▸ Given exercise
Rewrite the lines below, changing each "sculpture" to "statue" and leaving everything else as it is.

▸ Records for the exercise
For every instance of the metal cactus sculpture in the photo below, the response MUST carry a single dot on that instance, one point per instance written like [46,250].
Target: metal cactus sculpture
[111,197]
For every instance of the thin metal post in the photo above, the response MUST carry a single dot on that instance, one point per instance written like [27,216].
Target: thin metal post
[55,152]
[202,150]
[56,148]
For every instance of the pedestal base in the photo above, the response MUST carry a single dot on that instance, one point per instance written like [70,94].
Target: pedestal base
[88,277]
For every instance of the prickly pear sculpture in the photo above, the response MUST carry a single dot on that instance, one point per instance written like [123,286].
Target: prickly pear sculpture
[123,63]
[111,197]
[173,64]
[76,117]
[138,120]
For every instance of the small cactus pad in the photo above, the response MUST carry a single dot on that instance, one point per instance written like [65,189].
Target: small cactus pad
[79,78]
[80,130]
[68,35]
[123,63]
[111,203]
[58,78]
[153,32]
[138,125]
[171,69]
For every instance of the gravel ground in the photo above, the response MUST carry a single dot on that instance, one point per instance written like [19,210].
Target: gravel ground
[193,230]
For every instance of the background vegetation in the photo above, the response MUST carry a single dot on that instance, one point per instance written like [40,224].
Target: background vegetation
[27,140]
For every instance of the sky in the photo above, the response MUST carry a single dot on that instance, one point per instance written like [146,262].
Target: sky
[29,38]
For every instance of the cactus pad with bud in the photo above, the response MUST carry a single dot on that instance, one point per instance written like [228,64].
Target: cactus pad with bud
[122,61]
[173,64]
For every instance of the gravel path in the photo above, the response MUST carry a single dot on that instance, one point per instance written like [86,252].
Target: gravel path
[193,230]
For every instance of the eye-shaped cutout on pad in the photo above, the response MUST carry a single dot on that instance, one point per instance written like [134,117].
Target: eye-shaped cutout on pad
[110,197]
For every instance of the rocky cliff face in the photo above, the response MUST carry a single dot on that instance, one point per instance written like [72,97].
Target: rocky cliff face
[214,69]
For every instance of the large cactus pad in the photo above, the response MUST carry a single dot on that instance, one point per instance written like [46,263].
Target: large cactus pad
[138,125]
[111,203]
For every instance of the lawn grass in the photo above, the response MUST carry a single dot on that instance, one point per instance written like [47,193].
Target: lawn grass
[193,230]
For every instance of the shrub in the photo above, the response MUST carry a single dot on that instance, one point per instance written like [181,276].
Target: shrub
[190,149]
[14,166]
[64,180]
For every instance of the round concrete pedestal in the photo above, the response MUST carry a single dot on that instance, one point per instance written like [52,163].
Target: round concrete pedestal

▸ Result below
For every instance of the metal cactus statue in the photo below, the response MUST carry a single dot on that instance, one point per instance written like [46,250].
Target: metal cactus statue
[111,197]
For every instance of the thin metal post in the photo above, the response MUST carry a single dot on that instance, one point per instance written like [27,216].
Target: thin metal post
[55,152]
[202,150]
[56,148]
For every instance of the pedestal base in the photo above, the response MUST carry a single dot on that instance, one point per instance written like [70,94].
Target: pedestal base
[88,277]
For every instance of the prickly pear statue in the photo above, the response MUST carry a single dot on that instance, one point per instance written like [123,286].
Target: prickly pear statue
[123,63]
[111,197]
[173,64]
[76,117]
[138,120]
For every instance of the small cactus pad in the photo above, the response MUST carry a single dot on that instance, one point per instance written like [65,189].
Target: small cactus pad
[79,78]
[80,130]
[68,35]
[123,63]
[111,203]
[58,78]
[153,32]
[138,125]
[171,69]
For every instance of the gravel ground in the photo above, the response MUST carry a single dot on that instance, one point per instance written like [19,210].
Target: gravel ground
[193,230]
For every instance of the background vegetation in the photo above, the response MUST carry a single dot on that instance, one point per instance written like [40,224].
Target: background vegetation
[27,140]
For every instance of the sky in the photo above, the response MUST carry a single dot on that instance, one point per instance written like [146,262].
Target: sky
[29,38]
For every instance of the cactus pad with bud in the photo above, the response MUST carry a single dot on that instance, one point per instance written like [228,64].
Target: cactus pad with bud
[122,61]
[173,64]
For every instance of the gravel path in the photo above, the response MUST carry a single dot on that instance, one point per instance written like [86,252].
Target: gravel path
[193,230]
For every instance of the eye-shaped cutout on pad in the photo above, the response MUST carry a single dot on that instance, one point per instance written like [134,117].
Target: eye-shaped cutout on pad
[110,197]
For every instance of the rocky cliff face in the photo above, the response MUST carry a single dot on that instance, one point per instance written like [72,97].
Target: rocky cliff face
[214,69]
For every instance of the large cactus pad in the photo above, the response MUST carry a single dot on that instance, one point per instance written like [46,263].
Target: large cactus pad
[138,125]
[111,203]
For every instance of the lawn grass in the photo above, the response MUST carry a single dot on that instance, one point per instance written like [47,193].
Target: lawn grass
[193,230]
For every instance of the shrub in the photo above, the response MUST carry a single dot on that instance, one point per instance written like [181,276].
Target: shrub
[190,149]
[14,166]
[64,180]
For every instance of the round concrete pedestal in the photo above, the response MUST carry a single dot on that instance, one point per instance written like [52,163].
Target: round concrete pedestal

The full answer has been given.